**QUOTED TEXT**
In the election of directors, each share may be voted for as many individuals as there are directors to be elected and for whose election the share is entitled to vote.  Stockholders are not entitled to cumulative voting in the election of directors.

 

All other matters shall be decided by a majority of the votes cast, except as otherwise provided by the Charter or these Bylaws, or by the laws of the State of Maryland.

 

The directors may fix a day not more than ninety (90) days nor less than ten (10) days prior to the holding of any meeting of stockholders as the date as of which stockholders entitled to notice of and to vote at such meeting shall be determined; and only stockholders of record on such day shall be entitled to notice of or to vote at any such meeting.

 

Unless otherwise provided by the Charter or by the laws of the State of Maryland, each stockholder entitled to vote shall be entitled to one vote, in person or by proxy, for each share of stock entitled to vote held by such stockholder.

 

If, in any election of directors of the Corporation which is not a Contested Election, an incumbent director does not receive a majority of the votes cast and therefore is not re-elected, such incumbent director shall promptly tender his or her resignation as a director, subject to acceptance thereof by the Board, for consideration by the Nominating and Corporate Governance Committee of the Board of Directors.

**DATASET CONTENT**
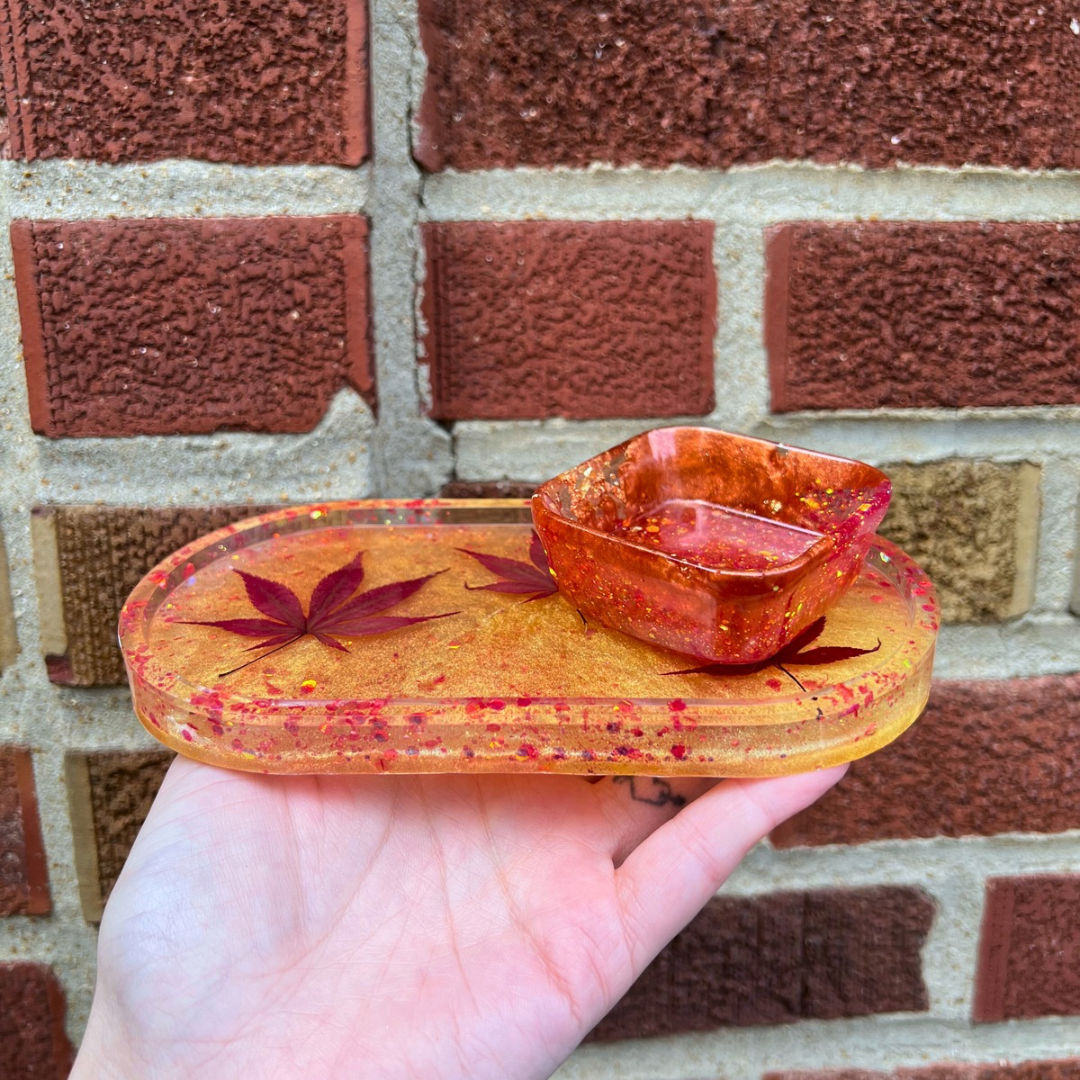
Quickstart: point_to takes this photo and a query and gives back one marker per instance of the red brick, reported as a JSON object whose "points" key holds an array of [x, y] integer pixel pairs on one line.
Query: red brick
{"points": [[24, 874], [250, 81], [987, 757], [1028, 947], [89, 559], [161, 327], [781, 958], [32, 1042], [488, 489], [724, 82], [949, 1070], [581, 320], [863, 315]]}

**WORK INSTRUCTIONS**
1. Rewrite the paragraph of the bylaw provisions on stockholder voting that begins "The directors may fix a day" in shorter form, keeping its main facts.
2. Extend the bylaw provisions on stockholder voting with further text that follows on from their final sentence.

**ANSWERS BY TASK**
1. The directors may set a record date between ten and ninety days before a stockholder meeting. Only stockholders of record on that date receive notice of the meeting and may vote at it.

2.
The Nominating and Corporate Governance Committee will promptly consider any such tendered resignation and will make a recommendation to the Board of Directors as to whether such tendered resignation should be accepted or rejected, or whether other action should be taken with respect to such offer to resign.  Any incumbent director whose tendered resignation is under consideration may not participate in any deliberation or vote of the Nominating and Corporate Governance Committee or the Board of Directors regarding such tendered resignation.  The Nominating and Corporate Governance Committee and the Board of Directors may consider any factors they deem relevant in deciding whether to accept, reject or take other action with respect to any such tendered resignation.  Within ninety (90) days after the date on which certification of the stockholder vote on the election of directors is made, the Board of Directors will publicly disclose its decision and rationale regarding whether to accept, reject or take other action with respect to the tendered resignation in a press release, a periodic or current report filed with the Securities and Exchange Commission or by other public announcement.  If any director’s tendered resignation is not accepted by the Board of Directors, such director will continue to serve until the next annual meeting of stockholders and until his or her successor is elected and qualified or his or her earlier death, resignation or removal.  If any director’s tendered resignation is accepted by the Board of Directors, then such director will thereupon cease to be a director of the Corporation, and the Board, in its sole discretion, may fill the resulting vacancy pursuant to the provisions of the Charter and applicable law or may decrease the size of the Board of Directors pursuant to the provisions of Section 1 of Article III of these Bylaws.